The data.

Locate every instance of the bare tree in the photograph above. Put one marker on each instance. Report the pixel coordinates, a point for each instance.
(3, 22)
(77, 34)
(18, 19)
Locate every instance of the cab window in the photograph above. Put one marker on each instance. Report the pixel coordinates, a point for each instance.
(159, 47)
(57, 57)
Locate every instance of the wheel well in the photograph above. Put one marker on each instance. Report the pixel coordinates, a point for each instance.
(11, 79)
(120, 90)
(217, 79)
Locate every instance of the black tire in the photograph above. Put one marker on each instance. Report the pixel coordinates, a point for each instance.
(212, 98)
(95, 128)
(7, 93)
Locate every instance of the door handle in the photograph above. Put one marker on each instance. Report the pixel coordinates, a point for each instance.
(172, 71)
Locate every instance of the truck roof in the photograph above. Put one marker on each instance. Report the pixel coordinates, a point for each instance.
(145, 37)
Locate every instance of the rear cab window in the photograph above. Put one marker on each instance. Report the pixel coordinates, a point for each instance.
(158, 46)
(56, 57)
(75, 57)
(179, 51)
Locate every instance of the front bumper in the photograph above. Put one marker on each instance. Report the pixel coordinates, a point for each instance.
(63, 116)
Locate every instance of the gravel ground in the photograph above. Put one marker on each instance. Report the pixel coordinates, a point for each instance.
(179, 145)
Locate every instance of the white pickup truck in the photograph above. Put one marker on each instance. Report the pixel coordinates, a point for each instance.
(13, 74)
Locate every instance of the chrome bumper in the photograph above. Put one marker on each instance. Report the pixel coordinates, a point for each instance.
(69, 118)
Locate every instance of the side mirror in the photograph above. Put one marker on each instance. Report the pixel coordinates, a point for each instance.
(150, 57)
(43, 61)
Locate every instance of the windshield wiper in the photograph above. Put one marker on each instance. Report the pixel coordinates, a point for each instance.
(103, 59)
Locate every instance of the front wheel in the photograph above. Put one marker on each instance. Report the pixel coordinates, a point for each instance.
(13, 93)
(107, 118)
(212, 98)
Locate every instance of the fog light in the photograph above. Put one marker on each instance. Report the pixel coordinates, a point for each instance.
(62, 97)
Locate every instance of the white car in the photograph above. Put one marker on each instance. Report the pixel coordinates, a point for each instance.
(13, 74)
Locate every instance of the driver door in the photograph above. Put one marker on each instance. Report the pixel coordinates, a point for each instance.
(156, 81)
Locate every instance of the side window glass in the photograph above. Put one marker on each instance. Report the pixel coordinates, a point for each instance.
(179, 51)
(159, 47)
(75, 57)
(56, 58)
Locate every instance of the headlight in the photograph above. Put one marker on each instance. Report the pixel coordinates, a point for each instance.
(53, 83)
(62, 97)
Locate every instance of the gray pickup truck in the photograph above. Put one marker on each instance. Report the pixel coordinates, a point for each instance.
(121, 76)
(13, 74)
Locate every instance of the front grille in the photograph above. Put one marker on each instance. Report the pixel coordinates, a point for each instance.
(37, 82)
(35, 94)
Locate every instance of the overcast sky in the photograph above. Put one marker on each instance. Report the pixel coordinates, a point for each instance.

Problem description.
Convert the records above, from the line with "Locate every instance of the front wheel" through the end, into a Markdown table with a Row column for the row number and a Line column for the line, skipping any blank lines.

Written solution.
| Row | Line |
|---|---|
| 1 | Locate every instance of the front wheel in the photograph above. Put one marker on each instance. Report the pixel coordinates, a point for each instance. |
| 2 | (13, 93) |
| 3 | (107, 118) |
| 4 | (212, 98) |
| 5 | Locate every instance of the fog light in the photograph above. Put one marker on each instance. Report the pixel coordinates, a point for each instance. |
| 6 | (62, 97) |
| 7 | Locate every instance of the white car in the photograph above. Put one marker on each instance. Report the pixel coordinates, a point for each instance. |
| 8 | (13, 74) |
| 9 | Locate every instance of the driver door in the photograph above. Put one marker on each instance. Report the pixel coordinates, a point for each instance. |
| 10 | (156, 81) |
| 11 | Locate every instance of the side window glass in the photograph above. Put one marker on each instance. Report the pixel coordinates, a point for each instance. |
| 12 | (179, 51) |
| 13 | (159, 47) |
| 14 | (75, 57) |
| 15 | (56, 58) |
| 16 | Locate every instance of the headlight in the photograph above. Put one marker on each instance. Report the pixel coordinates, a point for each instance. |
| 17 | (53, 83) |
| 18 | (62, 97) |
| 19 | Locate every instance of the gray pickup truck in the photograph above. Put one marker on each instance. Report the pixel coordinates, a point for each instance. |
| 20 | (121, 76) |
| 21 | (13, 74) |
| 22 | Locate every instance of the front grille in the photograph above. Put one marker on each instance. Report the pixel coordinates, a point for each instance. |
| 23 | (37, 82) |
| 24 | (35, 94) |
| 25 | Locate every instance of the overcast sky in the photograph above. Put one marker on each instance. Report the pixel coordinates, a point for each instance. |